++++ ROWS

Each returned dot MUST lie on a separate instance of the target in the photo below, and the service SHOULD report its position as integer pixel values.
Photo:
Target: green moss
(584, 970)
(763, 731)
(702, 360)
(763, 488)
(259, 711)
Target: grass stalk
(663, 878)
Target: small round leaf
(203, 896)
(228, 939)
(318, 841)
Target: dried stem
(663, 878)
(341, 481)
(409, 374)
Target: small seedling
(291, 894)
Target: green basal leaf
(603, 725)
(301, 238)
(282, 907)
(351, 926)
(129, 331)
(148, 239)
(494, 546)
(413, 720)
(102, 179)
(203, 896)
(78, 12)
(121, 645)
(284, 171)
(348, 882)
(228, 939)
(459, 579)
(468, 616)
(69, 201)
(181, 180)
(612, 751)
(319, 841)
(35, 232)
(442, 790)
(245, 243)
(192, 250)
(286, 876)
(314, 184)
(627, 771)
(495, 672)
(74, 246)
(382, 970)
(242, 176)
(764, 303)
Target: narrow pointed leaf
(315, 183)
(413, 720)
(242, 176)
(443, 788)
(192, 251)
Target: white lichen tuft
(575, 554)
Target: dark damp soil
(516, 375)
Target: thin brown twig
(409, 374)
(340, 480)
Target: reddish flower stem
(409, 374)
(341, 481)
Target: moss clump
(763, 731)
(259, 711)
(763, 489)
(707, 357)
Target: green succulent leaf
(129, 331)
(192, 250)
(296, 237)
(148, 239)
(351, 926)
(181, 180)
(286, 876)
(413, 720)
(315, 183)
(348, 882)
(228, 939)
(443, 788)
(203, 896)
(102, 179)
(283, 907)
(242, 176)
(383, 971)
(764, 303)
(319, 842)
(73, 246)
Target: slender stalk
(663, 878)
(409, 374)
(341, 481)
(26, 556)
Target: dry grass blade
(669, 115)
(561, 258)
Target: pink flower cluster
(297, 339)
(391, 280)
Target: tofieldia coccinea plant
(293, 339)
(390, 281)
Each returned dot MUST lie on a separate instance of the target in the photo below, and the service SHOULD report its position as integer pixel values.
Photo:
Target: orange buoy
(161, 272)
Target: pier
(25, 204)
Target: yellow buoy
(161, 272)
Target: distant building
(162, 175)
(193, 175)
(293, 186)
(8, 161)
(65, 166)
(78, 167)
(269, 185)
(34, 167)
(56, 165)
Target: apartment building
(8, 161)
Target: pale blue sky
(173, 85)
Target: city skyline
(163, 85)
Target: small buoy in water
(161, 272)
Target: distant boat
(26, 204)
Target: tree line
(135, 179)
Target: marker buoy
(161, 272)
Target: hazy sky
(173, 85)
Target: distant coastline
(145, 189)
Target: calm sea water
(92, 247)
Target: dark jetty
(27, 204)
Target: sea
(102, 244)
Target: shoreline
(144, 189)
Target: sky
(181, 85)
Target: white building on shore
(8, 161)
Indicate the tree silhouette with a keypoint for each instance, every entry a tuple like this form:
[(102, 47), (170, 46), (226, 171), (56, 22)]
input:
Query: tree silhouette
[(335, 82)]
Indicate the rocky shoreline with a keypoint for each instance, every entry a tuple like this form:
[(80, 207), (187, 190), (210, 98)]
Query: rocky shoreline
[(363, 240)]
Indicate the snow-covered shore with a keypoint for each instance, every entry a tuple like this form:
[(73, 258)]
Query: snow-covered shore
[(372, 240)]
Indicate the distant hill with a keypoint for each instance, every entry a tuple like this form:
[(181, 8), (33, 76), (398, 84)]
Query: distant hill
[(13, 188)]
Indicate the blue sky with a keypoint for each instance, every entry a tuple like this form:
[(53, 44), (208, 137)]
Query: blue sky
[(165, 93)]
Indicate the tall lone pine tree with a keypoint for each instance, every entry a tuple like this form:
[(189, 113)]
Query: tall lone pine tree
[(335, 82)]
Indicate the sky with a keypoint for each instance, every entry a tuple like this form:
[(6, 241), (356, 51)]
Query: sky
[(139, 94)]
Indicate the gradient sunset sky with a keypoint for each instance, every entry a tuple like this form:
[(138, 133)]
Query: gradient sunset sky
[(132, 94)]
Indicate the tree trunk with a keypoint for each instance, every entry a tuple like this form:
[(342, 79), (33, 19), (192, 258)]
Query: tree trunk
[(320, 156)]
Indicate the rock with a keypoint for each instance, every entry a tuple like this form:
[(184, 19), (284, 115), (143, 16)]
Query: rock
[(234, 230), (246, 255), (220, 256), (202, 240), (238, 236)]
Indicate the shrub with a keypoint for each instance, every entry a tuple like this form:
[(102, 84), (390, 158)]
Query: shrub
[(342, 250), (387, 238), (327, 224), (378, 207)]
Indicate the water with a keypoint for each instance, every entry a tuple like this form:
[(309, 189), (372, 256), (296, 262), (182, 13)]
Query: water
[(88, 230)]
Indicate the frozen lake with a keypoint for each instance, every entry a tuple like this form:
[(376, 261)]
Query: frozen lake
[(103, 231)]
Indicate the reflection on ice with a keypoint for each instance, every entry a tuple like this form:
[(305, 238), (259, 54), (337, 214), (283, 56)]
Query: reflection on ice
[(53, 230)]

++++++++

▸ **SET TASK**
Copy every line of the records above word for word, leaving nothing out and adding nothing.

▸ **THE RESPONSE**
Each returned dot MUST lie on a separate instance of the target in the photo below, and the service SHOULD report its position as integer pixel values.
Photo:
Target: green moss
(584, 970)
(763, 731)
(702, 360)
(763, 488)
(259, 711)
Target: grass stalk
(663, 878)
Target: small round leaf
(203, 896)
(228, 939)
(318, 841)
Target: dried stem
(663, 878)
(341, 481)
(409, 374)
Target: small seedling
(291, 894)
Target: green basal leaf
(603, 725)
(301, 238)
(282, 907)
(351, 926)
(129, 331)
(148, 239)
(494, 546)
(413, 720)
(102, 179)
(203, 896)
(78, 12)
(121, 645)
(284, 171)
(348, 882)
(228, 939)
(459, 579)
(468, 616)
(69, 201)
(181, 180)
(612, 751)
(319, 841)
(35, 232)
(442, 790)
(245, 243)
(192, 250)
(286, 876)
(314, 184)
(627, 771)
(495, 672)
(74, 246)
(382, 970)
(242, 176)
(764, 303)
Target: narrow pointed leaf
(315, 183)
(413, 720)
(242, 176)
(443, 788)
(192, 251)
Target: white lichen tuft
(575, 554)
Target: dark damp soil
(516, 375)
Target: thin brown twig
(409, 374)
(340, 480)
Target: reddish flower stem
(409, 374)
(341, 481)
Target: moss clump
(763, 731)
(259, 711)
(763, 489)
(707, 357)
Target: green succulent leaf
(129, 331)
(192, 250)
(296, 237)
(148, 239)
(351, 926)
(181, 180)
(286, 876)
(413, 720)
(315, 183)
(348, 882)
(228, 939)
(443, 788)
(203, 896)
(102, 179)
(283, 907)
(242, 176)
(383, 971)
(764, 303)
(319, 842)
(73, 246)
Target: slender stalk
(663, 878)
(409, 374)
(341, 481)
(26, 556)
Target: dry grass blade
(669, 115)
(561, 258)
Target: pink flower cluster
(297, 339)
(391, 280)
Target: tofieldia coccinea plant
(293, 339)
(390, 281)
Each returned dot MUST lie on a separate instance of the target in the photo below, and the service SHOULD report its position as integer pixel values.
Photo:
Target: orange buoy
(161, 272)
Target: pier
(25, 204)
Target: yellow buoy
(161, 272)
Target: distant building
(162, 175)
(193, 175)
(293, 186)
(8, 161)
(65, 166)
(78, 167)
(269, 185)
(34, 167)
(56, 165)
Target: apartment building
(8, 161)
Target: pale blue sky
(173, 85)
Target: city skyline
(163, 85)
Target: small buoy in water
(161, 272)
Target: distant boat
(26, 204)
Target: tree line
(135, 179)
Target: marker buoy
(161, 272)
Target: hazy sky
(173, 85)
Target: distant coastline
(145, 189)
Target: calm sea water
(92, 247)
Target: dark jetty
(27, 204)
Target: sea
(102, 244)
Target: shoreline
(144, 189)
Target: sky
(181, 85)
Target: white building on shore
(8, 161)
Indicate the tree silhouette with a keypoint for each instance, every entry a tuple like this form:
[(102, 47), (170, 46), (226, 171), (56, 22)]
input:
Query: tree silhouette
[(335, 82)]
Indicate the rocky shoreline with a keypoint for each instance, every entry a tuple like this form:
[(80, 207), (187, 190), (210, 98)]
Query: rocky shoreline
[(363, 240)]
Indicate the snow-covered shore with a keypoint for each instance, every entry a tuple like this form:
[(73, 258)]
Query: snow-covered shore
[(372, 240)]
Indicate the distant hill with a keypoint for each instance, every entry a tuple like this form:
[(181, 8), (33, 76), (398, 84)]
Query: distant hill
[(13, 188)]
Indicate the blue sky with a keypoint for each instance, every entry a tuple like this form:
[(53, 44), (208, 137)]
Query: blue sky
[(165, 93)]
Indicate the tall lone pine tree with a keypoint for each instance, every entry a tuple like this form:
[(189, 113)]
Query: tall lone pine tree
[(335, 82)]
Indicate the sky with a keypoint for each instance, every entry a tuple like this form:
[(6, 241), (356, 51)]
Query: sky
[(139, 94)]
Indicate the gradient sunset sky with a keypoint for each instance, every entry a tuple like this form:
[(138, 133)]
Query: gradient sunset sky
[(132, 94)]
Indicate the tree trunk with a keypoint for each instance, every entry a tuple like this form:
[(342, 79), (33, 19), (192, 258)]
Query: tree trunk
[(320, 156)]
Indicate the rock with a keypoint for each instance, every entry a tuple like this form:
[(184, 19), (284, 115), (143, 16)]
Query: rock
[(234, 230), (246, 255), (220, 256), (202, 240), (238, 236)]
Indicate the shrub with a keypoint for each instance, every entry a tuple like this form:
[(102, 84), (390, 158)]
Query: shrub
[(342, 250), (387, 238), (327, 224), (378, 207)]
Indicate the water with a keypoint for each instance, every entry a tuple like this form:
[(309, 189), (372, 256), (296, 262), (182, 13)]
Query: water
[(88, 230)]
Indicate the frozen lake with a keypoint for each instance, every entry a tuple like this form:
[(376, 261)]
Query: frozen lake
[(103, 231)]
Indicate the reflection on ice with a keypoint for each instance, every entry a tuple like this form:
[(305, 238), (259, 54), (337, 214), (283, 56)]
Query: reflection on ice
[(53, 230)]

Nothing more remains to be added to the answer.